▶ [WHAT YOU ARE ASKED TO DO] Lines before the one containing "Where can you spot the white" are excluded. Repeat that line and every line after it, exactly.

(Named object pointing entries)
· · · · · · ·
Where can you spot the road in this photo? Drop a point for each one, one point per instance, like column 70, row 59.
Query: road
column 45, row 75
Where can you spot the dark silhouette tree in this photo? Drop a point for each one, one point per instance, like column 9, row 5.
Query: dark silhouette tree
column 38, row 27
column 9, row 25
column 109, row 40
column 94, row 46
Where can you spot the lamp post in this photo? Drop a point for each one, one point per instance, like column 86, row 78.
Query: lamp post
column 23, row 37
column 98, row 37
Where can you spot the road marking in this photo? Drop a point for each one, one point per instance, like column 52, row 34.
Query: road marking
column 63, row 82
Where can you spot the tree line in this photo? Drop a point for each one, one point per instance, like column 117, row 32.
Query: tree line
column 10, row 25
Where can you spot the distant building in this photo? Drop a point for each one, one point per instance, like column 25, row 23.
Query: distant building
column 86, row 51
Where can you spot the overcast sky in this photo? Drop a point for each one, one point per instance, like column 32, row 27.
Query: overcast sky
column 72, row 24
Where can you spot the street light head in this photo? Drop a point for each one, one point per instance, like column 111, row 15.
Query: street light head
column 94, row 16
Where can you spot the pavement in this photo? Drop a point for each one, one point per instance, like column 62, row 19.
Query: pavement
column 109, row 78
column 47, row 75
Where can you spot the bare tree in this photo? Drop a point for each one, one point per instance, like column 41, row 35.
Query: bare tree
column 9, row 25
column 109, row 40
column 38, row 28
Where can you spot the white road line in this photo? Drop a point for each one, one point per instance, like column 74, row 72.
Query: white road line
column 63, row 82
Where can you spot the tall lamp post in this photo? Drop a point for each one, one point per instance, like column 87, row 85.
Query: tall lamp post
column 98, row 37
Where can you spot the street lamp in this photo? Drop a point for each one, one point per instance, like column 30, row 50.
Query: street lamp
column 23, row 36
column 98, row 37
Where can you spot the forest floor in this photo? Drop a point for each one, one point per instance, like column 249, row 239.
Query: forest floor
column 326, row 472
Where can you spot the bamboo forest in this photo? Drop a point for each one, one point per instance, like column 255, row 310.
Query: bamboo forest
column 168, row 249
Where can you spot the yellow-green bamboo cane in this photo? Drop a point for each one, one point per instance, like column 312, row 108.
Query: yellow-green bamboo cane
· · · · · · ·
▶ [ANSWER TO THE PROBLEM]
Where can you spot the white road line in this photo? Drop a point for each one, one point per instance, like column 74, row 72.
Query: white road line
column 63, row 82
Where can you spot the tall lamp post in this photo? Drop a point for each one, one point per instance, like column 87, row 85.
Query: tall lamp post
column 98, row 37
Where can you spot the street lamp in this photo? Drop a point for each one, one point per instance, like column 30, row 50.
Query: street lamp
column 23, row 36
column 98, row 37
Where can you spot the forest floor in this photo? Drop a point for each one, one point per instance, like column 249, row 239.
Query: forest floor
column 326, row 472
Where can you spot the bamboo forest in this photo? Drop a point for each one, one point per instance, like column 255, row 310.
Query: bamboo forest
column 168, row 249
Where can you spot the yellow-green bamboo cane in this photo? Drop a point for each one, one point per instance, like column 312, row 108.
Query: yellow-green bamboo cane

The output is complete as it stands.